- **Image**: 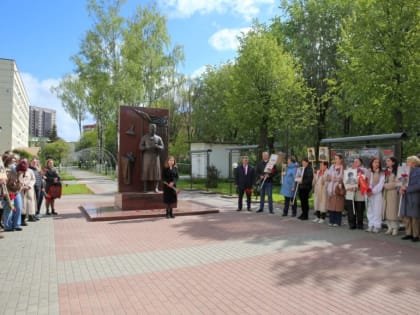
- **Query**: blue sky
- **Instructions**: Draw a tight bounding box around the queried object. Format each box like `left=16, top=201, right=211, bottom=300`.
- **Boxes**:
left=0, top=0, right=280, bottom=141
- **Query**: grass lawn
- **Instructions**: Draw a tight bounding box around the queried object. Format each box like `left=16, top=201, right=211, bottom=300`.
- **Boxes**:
left=62, top=184, right=92, bottom=195
left=176, top=179, right=313, bottom=208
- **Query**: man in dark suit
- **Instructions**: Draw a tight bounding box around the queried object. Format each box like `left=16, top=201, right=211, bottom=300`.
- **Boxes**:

--- OBJECTIVE ---
Please reproduce the material from its start through the line with "left=0, top=0, right=280, bottom=141", adjusting each bounding-box coordinate in the answers by -25 and leaving all other numbers unchanged. Leave the picture out of your answer.

--- TASK ANSWER ---
- **Image**: 
- **Query**: blue sky
- **Instructions**: Draw a tight bounding box around the queried object. Format each box like `left=16, top=201, right=211, bottom=300`.
- **Boxes**:
left=-25, top=-25, right=255, bottom=116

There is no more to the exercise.